Travail à faire —
(1) Relevez tous les noms de lieux géographiques (pays, territoires, villes) cités dans l'entretien sur Grace de Monaco, hors titres de films.
(2) Réécrivez, s'il vous plaît, le passage de l'entretien sur Grace de Monaco compris entre « Tournage d'une scène » et « scénario d’Olivier Dahan ? » inclus, en remplaçant « Nicole Kidman » par « la vedette ».

Texte retenu —
========================================
Tournage d'une scène avec Nicole Kidman sur "Grace de Monaco" - Photo David Koskas
Tournage d’une scène avec Nicole Kidman sur "Grace de Monaco"
Photo David Koskas

Qu’est-ce qui t’a plu dans le scénario d’Olivier Dahan ?

Eric Gautier : Ce film n’est pas du tout un biopic sur la vie de Grace Kelly comme la rumeur pourrait le laisser croire. C’est un moment clé de sa vie. L’histoire se passe en 1962, alors qu’elle est mariée avec le prince Rainier et qu’elle a déjà deux enfants (Albert et Caroline). Hitchcock, qui ne rêve que d’elle, lui propose de tourner Pas de printemps pour Marnie.
C’est le dilemme pour l’actrice devenue princesse… Ce conflit personnel a lieu au moment où de Gaulle, fragilisé par la guerre d’Algérie qu’il est en train de perdre, menace d’intégrer de force Monaco à la France, pour faire cesser l’évasion fiscale des plus riches et des sociétés prospères vers ce paradis fiscal.
C’est l’époque où le prince Rainier cherchait un insuffler une image glamour de la royauté, en épousant une actrice américaine. Dans ce contexte, si Grace Kelly acceptait de repartir à Hollywood, elle perdait ses enfants et sa réputation.

Olivier Dahan s’est inspiré de faits réels mais a pris quelques libertés avec la réalité car il ne s’agit pas d’un documentaire. Il a voulu mettre en avant une histoire humaine, un drame " shakespearien ", qui se noue dans ce petit royaume de pacotille, au cœur des affrontements, des passions, des trahisons…, la nature humaine passée au microscope.
Olivier m’a dit, la première fois que je l’ai rencontré, que le personnage du film était à l’opposé d’Edith Piaf, qui, elle, est allée au bout de sa passion et qui en est morte. Grace Kelly s’est sacrifiée et a du abandonner sa carrière qui était sa raison d’être. Elle croit s’en sortir en jouant le rôle de sa vie, en devenant la princesse. Mais c’est bâti sur une défaite, un échec. C’est un rôle par défaut. C’est romancé, bien sûr, mais c’est la réalité (d’où le conflit avec les Grimaldi qui rejettent le film, sans le connaître d’ailleurs).
========================================
Données fournies —
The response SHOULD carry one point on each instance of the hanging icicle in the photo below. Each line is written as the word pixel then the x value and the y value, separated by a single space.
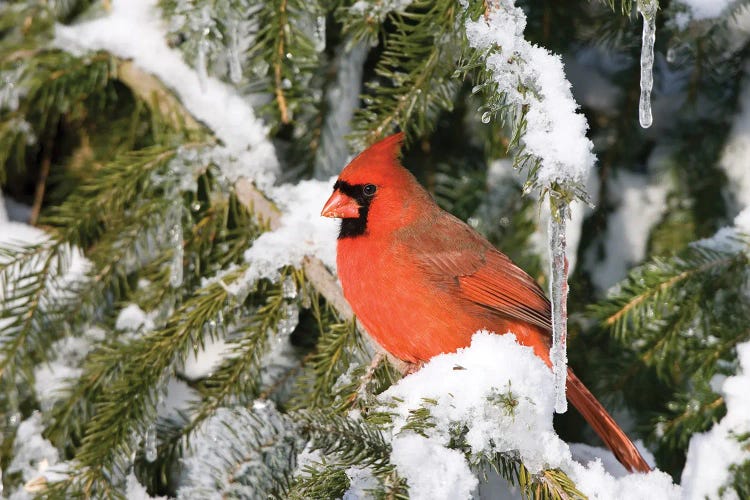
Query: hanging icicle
pixel 150 452
pixel 647 9
pixel 174 224
pixel 235 66
pixel 559 298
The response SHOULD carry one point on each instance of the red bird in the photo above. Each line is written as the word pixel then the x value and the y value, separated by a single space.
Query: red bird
pixel 403 261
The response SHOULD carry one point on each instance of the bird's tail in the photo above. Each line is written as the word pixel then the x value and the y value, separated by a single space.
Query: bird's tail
pixel 604 425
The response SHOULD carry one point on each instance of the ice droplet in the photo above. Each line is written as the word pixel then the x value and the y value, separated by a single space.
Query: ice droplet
pixel 647 9
pixel 289 288
pixel 319 37
pixel 289 319
pixel 260 68
pixel 559 299
pixel 671 55
pixel 150 452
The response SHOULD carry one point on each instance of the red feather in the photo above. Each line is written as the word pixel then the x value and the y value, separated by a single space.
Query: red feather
pixel 422 282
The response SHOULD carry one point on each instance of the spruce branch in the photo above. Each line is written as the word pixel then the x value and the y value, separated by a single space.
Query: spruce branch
pixel 128 406
pixel 415 72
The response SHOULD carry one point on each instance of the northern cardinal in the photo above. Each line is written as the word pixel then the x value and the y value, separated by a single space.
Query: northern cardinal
pixel 422 281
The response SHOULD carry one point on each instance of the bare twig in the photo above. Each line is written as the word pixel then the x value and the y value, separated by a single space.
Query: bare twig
pixel 41 184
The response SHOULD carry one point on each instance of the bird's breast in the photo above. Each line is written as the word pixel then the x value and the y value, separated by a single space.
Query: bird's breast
pixel 400 306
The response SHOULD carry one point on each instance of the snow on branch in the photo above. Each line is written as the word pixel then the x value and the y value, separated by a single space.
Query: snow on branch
pixel 493 397
pixel 228 114
pixel 531 83
pixel 712 454
pixel 530 87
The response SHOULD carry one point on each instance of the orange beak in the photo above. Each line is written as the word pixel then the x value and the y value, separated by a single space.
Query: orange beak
pixel 340 206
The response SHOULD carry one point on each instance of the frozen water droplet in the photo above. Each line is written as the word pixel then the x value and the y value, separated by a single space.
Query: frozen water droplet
pixel 671 55
pixel 647 9
pixel 320 34
pixel 289 319
pixel 14 419
pixel 150 451
pixel 289 288
pixel 261 405
pixel 260 68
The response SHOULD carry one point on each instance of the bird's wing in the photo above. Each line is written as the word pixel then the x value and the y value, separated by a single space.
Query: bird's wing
pixel 457 257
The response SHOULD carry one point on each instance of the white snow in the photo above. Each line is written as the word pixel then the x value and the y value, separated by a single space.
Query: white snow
pixel 51 379
pixel 706 9
pixel 377 11
pixel 640 203
pixel 133 319
pixel 735 158
pixel 711 453
pixel 33 454
pixel 342 98
pixel 502 393
pixel 205 360
pixel 302 232
pixel 531 77
pixel 360 481
pixel 728 239
pixel 136 491
pixel 555 132
pixel 432 471
pixel 133 29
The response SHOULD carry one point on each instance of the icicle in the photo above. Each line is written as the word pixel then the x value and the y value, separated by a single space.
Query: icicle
pixel 200 62
pixel 235 67
pixel 174 220
pixel 150 452
pixel 559 295
pixel 319 35
pixel 647 9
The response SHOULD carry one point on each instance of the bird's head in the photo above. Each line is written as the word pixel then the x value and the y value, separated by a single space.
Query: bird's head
pixel 373 191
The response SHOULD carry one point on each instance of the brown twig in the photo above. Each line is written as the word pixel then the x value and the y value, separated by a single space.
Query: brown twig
pixel 41 183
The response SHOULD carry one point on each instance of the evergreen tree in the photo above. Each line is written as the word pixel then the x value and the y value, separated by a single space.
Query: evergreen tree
pixel 170 322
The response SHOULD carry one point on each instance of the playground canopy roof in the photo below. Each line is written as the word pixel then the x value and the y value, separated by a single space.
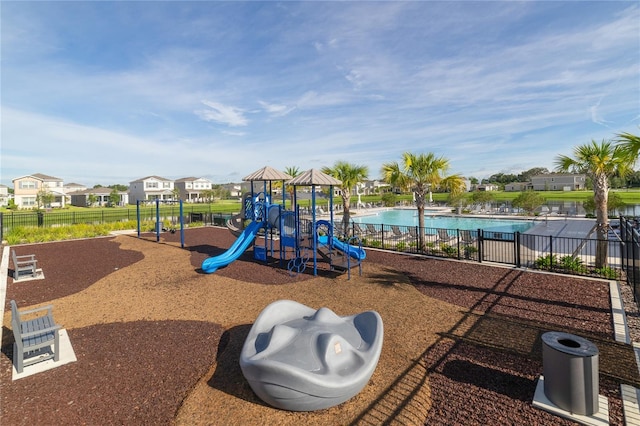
========================================
Résultats des tâches —
(1) Monaco, Algérie, France, Hollywood

(2)
Tournage d'une scène avec la vedette sur "Grace de Monaco" - Photo David Koskas
Tournage d’une scène avec la vedette sur "Grace de Monaco"
Photo David Koskas

Qu’est-ce qui t’a plu dans le scénario d’Olivier Dahan ?